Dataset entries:

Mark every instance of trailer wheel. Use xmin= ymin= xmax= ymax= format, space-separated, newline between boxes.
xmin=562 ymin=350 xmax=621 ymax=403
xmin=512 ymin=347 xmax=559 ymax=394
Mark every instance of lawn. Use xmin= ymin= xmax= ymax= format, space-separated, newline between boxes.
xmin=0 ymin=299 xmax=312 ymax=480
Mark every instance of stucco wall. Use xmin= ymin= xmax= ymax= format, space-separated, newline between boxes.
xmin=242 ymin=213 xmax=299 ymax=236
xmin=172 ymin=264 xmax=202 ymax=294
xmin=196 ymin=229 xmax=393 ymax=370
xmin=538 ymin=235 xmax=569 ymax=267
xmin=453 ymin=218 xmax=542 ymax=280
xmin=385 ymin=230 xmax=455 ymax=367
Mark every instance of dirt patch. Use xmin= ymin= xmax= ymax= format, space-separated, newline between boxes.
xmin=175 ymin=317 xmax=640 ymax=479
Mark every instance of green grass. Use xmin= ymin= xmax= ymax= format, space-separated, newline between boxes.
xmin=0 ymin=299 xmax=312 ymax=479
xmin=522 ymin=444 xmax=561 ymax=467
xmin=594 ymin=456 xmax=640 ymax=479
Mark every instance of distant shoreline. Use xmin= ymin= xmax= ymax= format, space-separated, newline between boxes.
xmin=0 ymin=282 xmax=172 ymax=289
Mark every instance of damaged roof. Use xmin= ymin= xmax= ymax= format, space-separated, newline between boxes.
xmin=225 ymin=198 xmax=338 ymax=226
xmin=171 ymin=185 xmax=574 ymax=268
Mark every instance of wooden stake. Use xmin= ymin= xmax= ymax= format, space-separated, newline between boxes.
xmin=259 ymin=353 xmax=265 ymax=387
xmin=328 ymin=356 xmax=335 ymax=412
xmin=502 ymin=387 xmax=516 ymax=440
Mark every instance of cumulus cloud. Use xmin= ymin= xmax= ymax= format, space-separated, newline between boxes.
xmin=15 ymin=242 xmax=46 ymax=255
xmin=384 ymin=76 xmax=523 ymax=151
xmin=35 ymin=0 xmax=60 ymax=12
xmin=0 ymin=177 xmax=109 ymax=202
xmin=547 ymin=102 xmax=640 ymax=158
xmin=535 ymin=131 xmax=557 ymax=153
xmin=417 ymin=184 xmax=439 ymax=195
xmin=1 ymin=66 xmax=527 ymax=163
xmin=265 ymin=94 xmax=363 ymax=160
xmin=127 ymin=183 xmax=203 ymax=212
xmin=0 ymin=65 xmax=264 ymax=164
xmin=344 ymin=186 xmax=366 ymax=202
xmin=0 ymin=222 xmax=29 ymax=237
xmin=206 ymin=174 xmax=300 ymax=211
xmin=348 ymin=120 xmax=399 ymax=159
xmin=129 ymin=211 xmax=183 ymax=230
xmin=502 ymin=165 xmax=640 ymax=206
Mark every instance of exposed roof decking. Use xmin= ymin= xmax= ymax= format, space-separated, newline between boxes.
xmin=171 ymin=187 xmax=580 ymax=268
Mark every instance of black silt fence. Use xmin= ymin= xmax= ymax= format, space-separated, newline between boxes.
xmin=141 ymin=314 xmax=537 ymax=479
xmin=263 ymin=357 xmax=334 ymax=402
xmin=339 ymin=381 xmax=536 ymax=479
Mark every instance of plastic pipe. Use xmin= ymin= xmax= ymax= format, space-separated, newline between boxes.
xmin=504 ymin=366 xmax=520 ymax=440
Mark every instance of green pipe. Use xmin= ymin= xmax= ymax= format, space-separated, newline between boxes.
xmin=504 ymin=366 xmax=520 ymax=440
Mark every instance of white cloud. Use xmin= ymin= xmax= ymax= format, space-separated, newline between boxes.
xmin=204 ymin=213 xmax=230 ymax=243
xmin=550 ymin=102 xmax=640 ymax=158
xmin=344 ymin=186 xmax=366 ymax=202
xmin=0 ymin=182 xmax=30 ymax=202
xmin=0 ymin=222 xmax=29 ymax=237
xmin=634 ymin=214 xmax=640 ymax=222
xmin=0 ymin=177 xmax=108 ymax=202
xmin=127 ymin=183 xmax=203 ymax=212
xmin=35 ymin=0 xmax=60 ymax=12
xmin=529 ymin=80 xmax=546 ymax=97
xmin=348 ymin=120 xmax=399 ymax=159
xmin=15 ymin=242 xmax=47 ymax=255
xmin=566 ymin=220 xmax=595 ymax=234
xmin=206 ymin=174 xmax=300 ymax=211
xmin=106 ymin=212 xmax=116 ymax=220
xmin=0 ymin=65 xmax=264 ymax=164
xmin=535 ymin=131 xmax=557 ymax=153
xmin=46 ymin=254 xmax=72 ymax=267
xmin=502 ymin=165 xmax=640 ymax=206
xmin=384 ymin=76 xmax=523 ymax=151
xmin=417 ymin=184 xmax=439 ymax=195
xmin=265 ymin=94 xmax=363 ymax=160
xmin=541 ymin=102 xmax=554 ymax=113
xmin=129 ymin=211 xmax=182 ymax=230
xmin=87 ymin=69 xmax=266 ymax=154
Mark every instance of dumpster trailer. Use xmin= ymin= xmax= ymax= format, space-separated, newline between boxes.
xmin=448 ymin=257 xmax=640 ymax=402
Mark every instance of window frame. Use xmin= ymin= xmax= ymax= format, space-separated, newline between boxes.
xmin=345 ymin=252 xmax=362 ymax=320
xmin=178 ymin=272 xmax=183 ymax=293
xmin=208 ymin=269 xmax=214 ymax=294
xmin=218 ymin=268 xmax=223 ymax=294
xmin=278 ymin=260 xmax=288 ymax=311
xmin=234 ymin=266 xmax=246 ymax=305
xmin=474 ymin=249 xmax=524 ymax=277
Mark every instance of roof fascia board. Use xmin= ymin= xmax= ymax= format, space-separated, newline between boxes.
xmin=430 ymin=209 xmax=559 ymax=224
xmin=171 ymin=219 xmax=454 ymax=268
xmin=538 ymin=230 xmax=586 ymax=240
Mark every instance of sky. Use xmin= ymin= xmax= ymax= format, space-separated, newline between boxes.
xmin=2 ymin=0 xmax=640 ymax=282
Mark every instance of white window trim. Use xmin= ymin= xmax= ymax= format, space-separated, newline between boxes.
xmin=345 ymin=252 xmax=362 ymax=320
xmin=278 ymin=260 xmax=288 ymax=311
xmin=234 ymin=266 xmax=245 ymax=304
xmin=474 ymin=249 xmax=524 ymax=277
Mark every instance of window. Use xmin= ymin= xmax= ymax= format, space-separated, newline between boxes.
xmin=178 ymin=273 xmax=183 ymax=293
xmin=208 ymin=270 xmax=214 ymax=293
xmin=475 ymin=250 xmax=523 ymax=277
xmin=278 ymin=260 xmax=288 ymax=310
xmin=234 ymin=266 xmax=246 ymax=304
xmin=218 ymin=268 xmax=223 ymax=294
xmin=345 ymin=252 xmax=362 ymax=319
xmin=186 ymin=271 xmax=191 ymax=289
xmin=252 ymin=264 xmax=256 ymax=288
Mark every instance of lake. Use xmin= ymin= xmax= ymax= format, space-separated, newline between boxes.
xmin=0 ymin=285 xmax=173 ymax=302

*What the exercise asks*
Your task is to write out every record exactly.

*Exercise result*
Mark every instance of trailer wheel. Use xmin= ymin= xmax= ymax= format, space-separated, newline between boxes.
xmin=562 ymin=350 xmax=621 ymax=403
xmin=512 ymin=347 xmax=559 ymax=394
Mark every instance of lawn. Use xmin= ymin= xmax= ymax= format, space-separated, newline between boxes.
xmin=0 ymin=299 xmax=312 ymax=480
Mark every instance of stucco wall. Use xmin= ymin= xmax= ymax= format, space-separated, newline between boxes.
xmin=242 ymin=213 xmax=299 ymax=236
xmin=172 ymin=264 xmax=202 ymax=294
xmin=196 ymin=229 xmax=393 ymax=370
xmin=538 ymin=235 xmax=569 ymax=267
xmin=453 ymin=218 xmax=542 ymax=280
xmin=385 ymin=230 xmax=455 ymax=367
Mark every instance of dirt patch. Use xmin= ymin= xmax= ymax= format, space-separated, newline between boxes.
xmin=175 ymin=317 xmax=640 ymax=479
Mark every instance of green grass. Use xmin= ymin= xmax= ymax= format, space-separated, newline between boxes.
xmin=0 ymin=299 xmax=312 ymax=479
xmin=522 ymin=444 xmax=561 ymax=467
xmin=594 ymin=456 xmax=640 ymax=479
Mark every instance of distant shoreline. Use xmin= ymin= xmax= ymax= format, space-separated, newline between boxes.
xmin=0 ymin=282 xmax=172 ymax=289
Mark every instance of damaged roof. Use xmin= ymin= xmax= ymax= format, space-separated, newline between boxes.
xmin=225 ymin=198 xmax=338 ymax=226
xmin=171 ymin=185 xmax=574 ymax=268
Mark every instance of wooden stake. Use xmin= ymin= xmax= ymax= format, space-separated, newline between boxes.
xmin=259 ymin=353 xmax=265 ymax=387
xmin=328 ymin=356 xmax=335 ymax=412
xmin=502 ymin=387 xmax=516 ymax=440
Mark every instance of cumulus cloud. Use xmin= ymin= xmax= ymax= format, space-separated, newline between boxes.
xmin=15 ymin=242 xmax=46 ymax=255
xmin=384 ymin=76 xmax=523 ymax=151
xmin=35 ymin=0 xmax=60 ymax=12
xmin=0 ymin=177 xmax=109 ymax=202
xmin=547 ymin=102 xmax=640 ymax=158
xmin=535 ymin=131 xmax=557 ymax=153
xmin=417 ymin=184 xmax=439 ymax=195
xmin=1 ymin=66 xmax=527 ymax=163
xmin=265 ymin=94 xmax=363 ymax=160
xmin=127 ymin=183 xmax=203 ymax=212
xmin=0 ymin=65 xmax=264 ymax=164
xmin=344 ymin=186 xmax=366 ymax=202
xmin=0 ymin=222 xmax=29 ymax=237
xmin=206 ymin=174 xmax=300 ymax=211
xmin=348 ymin=120 xmax=399 ymax=159
xmin=129 ymin=211 xmax=183 ymax=230
xmin=502 ymin=165 xmax=640 ymax=206
Mark every instance of exposed roof decking. Use xmin= ymin= xmax= ymax= format, space-separated, newline between boxes.
xmin=171 ymin=187 xmax=580 ymax=268
Mark every instance of black silt fence. Use xmin= ymin= xmax= ymax= format, space-separated, newline between boxes.
xmin=141 ymin=314 xmax=537 ymax=479
xmin=263 ymin=357 xmax=334 ymax=402
xmin=339 ymin=381 xmax=536 ymax=479
Mark every instance of plastic pipe. Use xmin= ymin= xmax= ymax= format, space-separated, newline between boxes.
xmin=504 ymin=366 xmax=520 ymax=440
Mark every instance of green pipe. Use xmin= ymin= xmax= ymax= format, space-separated, newline between boxes.
xmin=504 ymin=366 xmax=520 ymax=440
Mark every instance of white cloud. Use xmin= ymin= xmax= ymax= format, space-separated, newline between boxes.
xmin=204 ymin=213 xmax=230 ymax=243
xmin=550 ymin=102 xmax=640 ymax=158
xmin=344 ymin=186 xmax=366 ymax=202
xmin=0 ymin=182 xmax=30 ymax=202
xmin=0 ymin=222 xmax=29 ymax=237
xmin=634 ymin=214 xmax=640 ymax=222
xmin=0 ymin=177 xmax=108 ymax=202
xmin=127 ymin=183 xmax=203 ymax=212
xmin=35 ymin=0 xmax=60 ymax=12
xmin=529 ymin=80 xmax=546 ymax=97
xmin=348 ymin=120 xmax=399 ymax=159
xmin=15 ymin=242 xmax=47 ymax=255
xmin=566 ymin=220 xmax=595 ymax=234
xmin=206 ymin=174 xmax=300 ymax=211
xmin=106 ymin=212 xmax=116 ymax=220
xmin=0 ymin=65 xmax=264 ymax=164
xmin=535 ymin=131 xmax=557 ymax=153
xmin=46 ymin=254 xmax=72 ymax=267
xmin=502 ymin=165 xmax=640 ymax=206
xmin=384 ymin=76 xmax=523 ymax=151
xmin=417 ymin=184 xmax=439 ymax=195
xmin=265 ymin=94 xmax=363 ymax=160
xmin=541 ymin=102 xmax=554 ymax=113
xmin=129 ymin=211 xmax=182 ymax=230
xmin=87 ymin=69 xmax=266 ymax=154
Mark every instance of dumpster trailer. Use xmin= ymin= xmax= ymax= format, space-separated, newline between boxes.
xmin=448 ymin=257 xmax=640 ymax=402
Mark every instance of window frame. Use xmin= ymin= xmax= ymax= format, space-separated, newline between boxes.
xmin=345 ymin=252 xmax=362 ymax=320
xmin=178 ymin=272 xmax=183 ymax=293
xmin=208 ymin=269 xmax=214 ymax=294
xmin=218 ymin=268 xmax=223 ymax=294
xmin=278 ymin=260 xmax=288 ymax=311
xmin=234 ymin=266 xmax=246 ymax=305
xmin=474 ymin=249 xmax=524 ymax=277
Mark every instance of roof fascia board. Use xmin= ymin= xmax= ymax= format, space-separated, newline between boxes.
xmin=430 ymin=209 xmax=559 ymax=224
xmin=171 ymin=219 xmax=454 ymax=268
xmin=538 ymin=230 xmax=586 ymax=240
Mark every instance of sky. Use xmin= ymin= xmax= ymax= format, space-separated, newline between boxes.
xmin=2 ymin=0 xmax=640 ymax=282
Mark every instance of white window trim. Use xmin= ymin= xmax= ymax= format, space-separated, newline between boxes.
xmin=345 ymin=252 xmax=362 ymax=320
xmin=278 ymin=260 xmax=288 ymax=311
xmin=234 ymin=266 xmax=245 ymax=304
xmin=474 ymin=249 xmax=524 ymax=277
Mark every instance of window. Use xmin= ymin= xmax= ymax= format, space-separated, newline between boxes.
xmin=178 ymin=273 xmax=183 ymax=293
xmin=208 ymin=270 xmax=214 ymax=293
xmin=475 ymin=250 xmax=523 ymax=277
xmin=278 ymin=260 xmax=288 ymax=310
xmin=234 ymin=266 xmax=246 ymax=304
xmin=218 ymin=268 xmax=223 ymax=294
xmin=345 ymin=252 xmax=362 ymax=319
xmin=186 ymin=271 xmax=191 ymax=289
xmin=252 ymin=264 xmax=256 ymax=288
Mark every instance of lake. Use xmin= ymin= xmax= ymax= format, space-separated, newline between boxes.
xmin=0 ymin=285 xmax=173 ymax=302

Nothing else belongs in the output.